Retype the records below word for word and omit any image.

#### Input for this task

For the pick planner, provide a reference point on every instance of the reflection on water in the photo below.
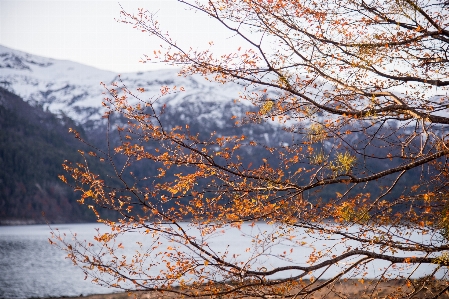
(31, 267)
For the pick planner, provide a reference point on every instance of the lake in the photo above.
(31, 267)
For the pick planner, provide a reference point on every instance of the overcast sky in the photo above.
(86, 32)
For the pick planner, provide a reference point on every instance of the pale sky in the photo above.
(86, 32)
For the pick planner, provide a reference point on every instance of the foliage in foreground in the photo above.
(358, 84)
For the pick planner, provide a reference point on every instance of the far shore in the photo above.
(352, 288)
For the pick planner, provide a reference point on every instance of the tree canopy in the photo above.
(361, 89)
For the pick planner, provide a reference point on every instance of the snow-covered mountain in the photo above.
(75, 89)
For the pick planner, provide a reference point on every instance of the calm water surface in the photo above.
(31, 267)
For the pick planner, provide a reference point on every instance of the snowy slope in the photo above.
(75, 90)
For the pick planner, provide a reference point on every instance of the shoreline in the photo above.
(351, 288)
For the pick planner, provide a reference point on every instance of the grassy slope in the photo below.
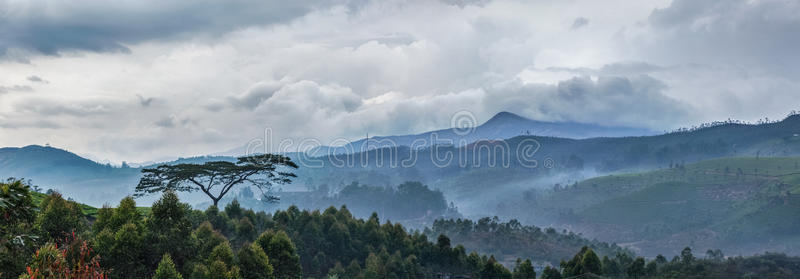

########

◆ Output for this exercise
For the pick planner, provide a reference point on every instance of the reflection on water in the photo below.
(31, 267)
For the pick planner, provide a reference point on every instance of the lake in the photo above.
(31, 267)
For the pick planner, provide a reference point on every instance of the overcast sky in the photo above.
(86, 32)
For the pick planner, provide a reference point on every instance of the pale sky in the photo above.
(86, 32)
For the pick planner, provide a reference point on every instance of the foliage in foreground in the photo above.
(358, 84)
For the pick planner, provide a reference point on every instance of the far shore in the photo above.
(352, 288)
For the pick planner, provide a reference point on every instance of the tree canopy in the photo above.
(361, 89)
For the pick planner, provide a reference point on every instance of the snow-covered mountain in the photo above.
(75, 89)
For the pick planner, provide a reference point on every instance of the calm water surface in the photo above.
(31, 267)
For the pick planner, provide a reference point on every instance of the snowy slope in the photo above.
(75, 90)
For the pick planner, provide a reference point on every instance of the shoreline in the photo above.
(351, 288)
For the pick planner, provide a reference point on every instance of the grassy slope in the photo below.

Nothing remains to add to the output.